## Exercise prompt
Would you transcribe the data word for word?

## Material supplied
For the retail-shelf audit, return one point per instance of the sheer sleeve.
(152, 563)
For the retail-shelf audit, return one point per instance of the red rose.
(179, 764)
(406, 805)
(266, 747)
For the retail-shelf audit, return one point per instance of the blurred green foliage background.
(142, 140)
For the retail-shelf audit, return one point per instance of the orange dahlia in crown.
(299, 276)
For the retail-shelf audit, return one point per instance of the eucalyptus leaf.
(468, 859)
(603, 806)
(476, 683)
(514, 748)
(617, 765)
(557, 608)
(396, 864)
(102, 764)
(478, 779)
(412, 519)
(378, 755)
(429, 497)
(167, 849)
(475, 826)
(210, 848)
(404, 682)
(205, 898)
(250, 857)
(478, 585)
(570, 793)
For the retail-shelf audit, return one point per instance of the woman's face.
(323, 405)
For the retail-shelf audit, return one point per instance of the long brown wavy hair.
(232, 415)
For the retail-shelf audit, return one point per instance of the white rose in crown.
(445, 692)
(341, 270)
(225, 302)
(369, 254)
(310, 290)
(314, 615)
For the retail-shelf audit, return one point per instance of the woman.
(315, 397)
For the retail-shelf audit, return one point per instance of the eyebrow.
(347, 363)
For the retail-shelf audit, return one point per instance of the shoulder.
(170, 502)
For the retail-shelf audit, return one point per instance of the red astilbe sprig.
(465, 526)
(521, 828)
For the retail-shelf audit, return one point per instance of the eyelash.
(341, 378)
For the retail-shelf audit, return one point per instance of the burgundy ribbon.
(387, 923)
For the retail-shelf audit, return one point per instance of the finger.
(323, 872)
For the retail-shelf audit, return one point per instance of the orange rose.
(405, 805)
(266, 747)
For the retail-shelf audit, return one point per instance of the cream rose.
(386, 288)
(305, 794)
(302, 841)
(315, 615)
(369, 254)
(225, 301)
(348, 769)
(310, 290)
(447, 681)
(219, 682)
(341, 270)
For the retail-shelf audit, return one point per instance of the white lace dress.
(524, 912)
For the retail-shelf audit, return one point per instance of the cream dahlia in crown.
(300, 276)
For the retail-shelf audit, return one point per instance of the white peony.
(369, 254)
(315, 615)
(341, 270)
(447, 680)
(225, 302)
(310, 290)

## Exercise response
For the retail-shelf audit, return one point per instance of the sheer sleeve.
(152, 563)
For the retail-shelf audit, return one point per instance of the red rose.
(179, 764)
(406, 805)
(266, 747)
For the retail-shelf audit, return one point per instance of the blurred green foliage background.
(142, 140)
For the retail-shelf audit, return one point per instance of the orange dahlia in crown.
(299, 276)
For the retail-shelf audit, return one point per instance of the eucalyptus leaf.
(468, 859)
(603, 806)
(476, 683)
(514, 748)
(617, 765)
(557, 608)
(396, 864)
(102, 764)
(478, 779)
(412, 519)
(378, 755)
(429, 497)
(167, 849)
(475, 826)
(210, 848)
(404, 682)
(205, 898)
(250, 857)
(478, 585)
(570, 793)
For the retail-shelf audit, return one point per instance of the woman's face.
(323, 405)
For the retail-shelf audit, return one point per instance of the long brown wavy hair.
(232, 415)
For the retail-shelf audit, return one point per instance of the white rose in crown.
(445, 692)
(341, 270)
(225, 302)
(369, 254)
(310, 290)
(314, 615)
For the retail-shelf audit, return one point per instance of the woman.
(315, 397)
For the retail-shelf audit, return one point per instance of the eyebrow.
(347, 363)
For the retail-shelf audit, return one point per instance of the shoulder.
(170, 502)
For the retail-shelf audit, return one point per instance of the red astilbe sprig.
(465, 526)
(521, 828)
For the retail-shelf audit, return one point per instance of the eyelash.
(341, 378)
For the retail-shelf audit, return one point per instance of the burgundy ribbon.
(387, 923)
For the retail-shelf audit, return one point per instance of the finger.
(323, 872)
For the retail-shelf audit, return one point per instance of the orange rose.
(405, 805)
(266, 747)
For the retail-shelf audit, return one point per instance of the cream rose.
(386, 288)
(305, 794)
(302, 841)
(315, 615)
(369, 254)
(225, 301)
(348, 769)
(310, 290)
(447, 681)
(219, 682)
(341, 270)
For the retail-shelf audit, return one point per instance of the white lace dress.
(524, 912)
For the retail-shelf audit, return one point per instance of the cream dahlia in crown.
(300, 276)
For the retail-shelf audit, return one point per instance of the white peony.
(369, 254)
(315, 615)
(341, 270)
(447, 680)
(225, 302)
(310, 290)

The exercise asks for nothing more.